==== AUSZUG

Aufhören, wenn’s am schönsten ist
Jetzt nach der Fasnet sitze ich im Wohnzimmer von Daibers. Mit am Tisch Franz und Sybille Daiber, Christoph Mayer, Elmar Kibler, Hanne Frick und „Jacky“ Wieland. Wir blättern in Fotoalben der letzten 25 Jahre und schwelgen in Erinnerungen. „Man sollte aufhören, wenn’s am schönsten ist“, sagt Franzl Daiber. Nach 25 Jahren fühlen sie sich auf der einen Seite auf dem Zenit als Mords Comedia, da alle Mitwirkenden aber auch Ämter und Posten in der Zunft haben und für die Organisation der Fasnet zuständig sind, ist die Doppelbelastung aber kaum mehr zu stemmen. „Außerdem müssten wir unsere Texte jetzt langsam auf DIN-A4-Blätter drucken, sonst können wir sie bald nicht mehr lesen“, fügt lachend Sybille Daiber hinzu.

Fasnet hat sich gewandelt
Die Fasnet in Waldsee hat sich gewandelt, hat ein anderes Gesicht bekommen. Waldsee ist bekannt für seine tolle Fasnetsstimmung, deshalb gibt es einen Fasnettourismus. Viele kommen von außerhalb. Kennen sich mit der Fasnet in Waldsee nicht aus. Die Kneipen sind proppenvoll. Es ist wahnsinnig laut und die närrischen Gruppen kommen kaum mehr durch.

Daraus entstand dann die Idee, den närrischen Gruppen unter den Rathausarkaden eine Plattform zu bieten, auf der sie am Gumpigen und Fasnetsmontag um 20.00 ihre Programme vorführen können.

Wie alles begann
Der Start unsere Gruppe begann zehn Jahre vor Mords Comedia. Es war bei einer Jungelfer-Sitzung. Die Fasnet in Waldsee war seit zwei Jahren ohne Prinzengruppe. Der damalige Zunftmeister Gerold Klöckler kam in die Jungelfersitzung: „Ich gehe heute nicht nach Hause, bevor wir eine neue Prinzengruppe haben.“ Am Ende der Sitzung war eine neue Prinzengruppe geboren. Von 1987 bis 1996 als Prinzengruppe und ab 1997 als Mords Comedia prägten 14 Personen 37 Jahre ein wichtiges Stück der Waldseer Fasnet. Von Anfang an dabei waren Birgit Sonntag und Jacky Wieland, Hanne, Martina und Axel Frick, Thomas Jans, Anita Hepp, Ralph Zell, Moni und Christoph Mayer, Franz und Sybille Daiber, Roland Haag, dessen Part als Capitano bald Hans Ehinger übernahm und last but not least Ulrike „Stiefele“ und Elmar Kibler.

========

Gib den Auszug über die Waldseer Fasnet von „Daraus entstand dann“ bis „Programme vorführen können.“ wortgetreu wieder. Die anschließenden Zeilen haben damit nichts zu tun.

==== GESPEICHERTE DATEN

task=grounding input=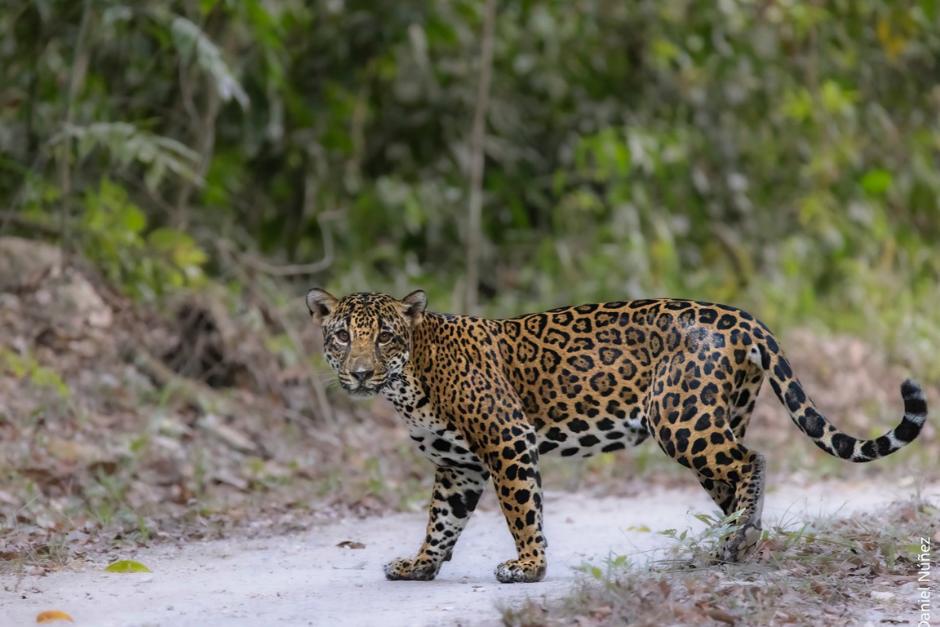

========

=== LÖSUNG ===
Daraus entstand dann die Idee, den närrischen Gruppen unter den Rathausarkaden eine Plattform zu bieten, auf der sie am Gumpigen und Fasnetsmontag um 20.00 ihre Programme vorführen können.